Information ::
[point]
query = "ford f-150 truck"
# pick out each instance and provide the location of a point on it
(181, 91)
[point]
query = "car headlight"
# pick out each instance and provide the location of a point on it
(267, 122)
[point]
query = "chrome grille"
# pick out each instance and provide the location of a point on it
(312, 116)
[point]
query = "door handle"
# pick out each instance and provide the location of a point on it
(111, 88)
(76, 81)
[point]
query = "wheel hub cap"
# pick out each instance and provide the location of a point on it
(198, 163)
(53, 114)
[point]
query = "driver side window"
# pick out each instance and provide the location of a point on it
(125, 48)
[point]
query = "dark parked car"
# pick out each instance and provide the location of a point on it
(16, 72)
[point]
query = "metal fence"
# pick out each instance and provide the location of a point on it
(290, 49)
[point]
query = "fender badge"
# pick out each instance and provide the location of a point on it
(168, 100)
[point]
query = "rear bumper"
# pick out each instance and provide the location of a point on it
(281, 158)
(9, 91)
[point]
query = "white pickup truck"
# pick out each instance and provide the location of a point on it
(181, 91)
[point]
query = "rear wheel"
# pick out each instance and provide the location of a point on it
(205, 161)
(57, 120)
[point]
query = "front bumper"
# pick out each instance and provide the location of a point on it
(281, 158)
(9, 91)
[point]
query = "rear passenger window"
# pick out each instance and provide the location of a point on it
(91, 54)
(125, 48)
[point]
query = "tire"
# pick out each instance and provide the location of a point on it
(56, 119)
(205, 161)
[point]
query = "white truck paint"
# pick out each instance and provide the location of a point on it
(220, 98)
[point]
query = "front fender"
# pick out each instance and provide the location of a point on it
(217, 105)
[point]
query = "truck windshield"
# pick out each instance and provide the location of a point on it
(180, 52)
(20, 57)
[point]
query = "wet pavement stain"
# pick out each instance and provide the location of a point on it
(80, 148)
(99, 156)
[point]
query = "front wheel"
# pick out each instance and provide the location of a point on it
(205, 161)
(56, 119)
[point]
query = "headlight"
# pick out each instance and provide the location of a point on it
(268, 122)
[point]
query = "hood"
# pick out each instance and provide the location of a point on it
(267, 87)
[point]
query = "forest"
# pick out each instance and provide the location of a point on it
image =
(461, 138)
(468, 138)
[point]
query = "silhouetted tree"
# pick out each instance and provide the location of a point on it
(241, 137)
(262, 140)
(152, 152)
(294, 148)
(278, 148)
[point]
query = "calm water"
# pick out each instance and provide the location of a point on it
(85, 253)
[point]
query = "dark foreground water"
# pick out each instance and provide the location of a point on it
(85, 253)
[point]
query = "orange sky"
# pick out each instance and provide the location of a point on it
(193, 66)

What needs to be done ::
Show every line from the entries above in which the word "dark" appears.

Exercise result ::
query = "dark parked car"
query = "dark foreground water"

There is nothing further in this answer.